TASK BRIEF: Turn the records, starting at the beginning and ending at the line that contains "top-left (606, 374), bottom-right (711, 844)", into a two-column CSV with the header input,output. Give one row per record, with its text and its answer each in a single quoted field and line breaks replaced by spaces.

[Dataset excerpt]
══════

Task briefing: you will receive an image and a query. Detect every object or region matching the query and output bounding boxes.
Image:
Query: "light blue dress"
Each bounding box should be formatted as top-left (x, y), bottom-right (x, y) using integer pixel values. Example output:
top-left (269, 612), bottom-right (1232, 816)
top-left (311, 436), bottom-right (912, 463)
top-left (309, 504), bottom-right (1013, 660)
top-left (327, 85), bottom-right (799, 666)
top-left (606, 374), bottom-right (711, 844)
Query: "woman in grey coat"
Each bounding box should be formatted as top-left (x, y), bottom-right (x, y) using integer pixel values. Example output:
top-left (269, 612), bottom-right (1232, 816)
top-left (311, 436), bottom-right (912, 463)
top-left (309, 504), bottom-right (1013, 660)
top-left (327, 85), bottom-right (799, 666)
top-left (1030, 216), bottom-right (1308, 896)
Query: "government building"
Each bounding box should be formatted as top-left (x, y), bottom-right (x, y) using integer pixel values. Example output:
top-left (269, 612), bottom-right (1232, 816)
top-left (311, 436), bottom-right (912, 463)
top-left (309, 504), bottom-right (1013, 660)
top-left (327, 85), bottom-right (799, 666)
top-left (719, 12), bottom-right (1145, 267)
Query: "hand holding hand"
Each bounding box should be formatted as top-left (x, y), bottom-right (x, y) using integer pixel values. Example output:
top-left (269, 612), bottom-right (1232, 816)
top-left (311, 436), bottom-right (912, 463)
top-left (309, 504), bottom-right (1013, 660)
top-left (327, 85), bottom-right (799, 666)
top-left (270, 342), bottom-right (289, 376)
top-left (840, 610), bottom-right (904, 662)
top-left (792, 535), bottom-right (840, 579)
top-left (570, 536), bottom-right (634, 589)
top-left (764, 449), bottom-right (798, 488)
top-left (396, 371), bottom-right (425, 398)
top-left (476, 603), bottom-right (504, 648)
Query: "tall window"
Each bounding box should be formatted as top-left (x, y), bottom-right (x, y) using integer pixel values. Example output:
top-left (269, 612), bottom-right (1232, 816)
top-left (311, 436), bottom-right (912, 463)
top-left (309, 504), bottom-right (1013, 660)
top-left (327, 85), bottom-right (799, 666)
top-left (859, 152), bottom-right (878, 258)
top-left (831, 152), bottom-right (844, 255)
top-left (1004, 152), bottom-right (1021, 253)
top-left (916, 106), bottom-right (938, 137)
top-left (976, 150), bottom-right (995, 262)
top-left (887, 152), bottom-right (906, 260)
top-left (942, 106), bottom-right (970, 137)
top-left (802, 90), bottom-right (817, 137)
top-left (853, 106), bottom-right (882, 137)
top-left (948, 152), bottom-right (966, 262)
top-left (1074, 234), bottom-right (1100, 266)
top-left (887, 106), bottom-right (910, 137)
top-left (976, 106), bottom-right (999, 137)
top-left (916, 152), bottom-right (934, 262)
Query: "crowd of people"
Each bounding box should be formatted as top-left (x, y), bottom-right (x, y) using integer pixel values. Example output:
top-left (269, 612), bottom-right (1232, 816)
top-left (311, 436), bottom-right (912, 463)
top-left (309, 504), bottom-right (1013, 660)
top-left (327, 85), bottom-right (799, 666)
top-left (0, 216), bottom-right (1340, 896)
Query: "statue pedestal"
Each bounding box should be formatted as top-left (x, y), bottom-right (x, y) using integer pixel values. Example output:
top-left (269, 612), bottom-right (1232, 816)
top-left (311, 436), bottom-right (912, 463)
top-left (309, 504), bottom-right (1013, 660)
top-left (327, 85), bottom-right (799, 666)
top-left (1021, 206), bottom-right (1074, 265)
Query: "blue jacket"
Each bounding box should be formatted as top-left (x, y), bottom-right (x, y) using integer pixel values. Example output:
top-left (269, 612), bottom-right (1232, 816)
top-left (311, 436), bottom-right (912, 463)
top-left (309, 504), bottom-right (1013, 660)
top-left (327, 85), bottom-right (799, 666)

══════

WRITTEN SOLUTION:
input,output
"Task briefing: you will receive an image and a query. Detect every object or region matching the query and output bounding boxes. Image: Query: ""light blue dress"" Each bounding box should be formatted as top-left (x, y), bottom-right (x, y) using integer pixel values. Example output: top-left (269, 612), bottom-right (1232, 816) top-left (311, 436), bottom-right (912, 463) top-left (309, 504), bottom-right (1013, 660) top-left (327, 85), bottom-right (799, 666)","top-left (606, 374), bottom-right (711, 844)"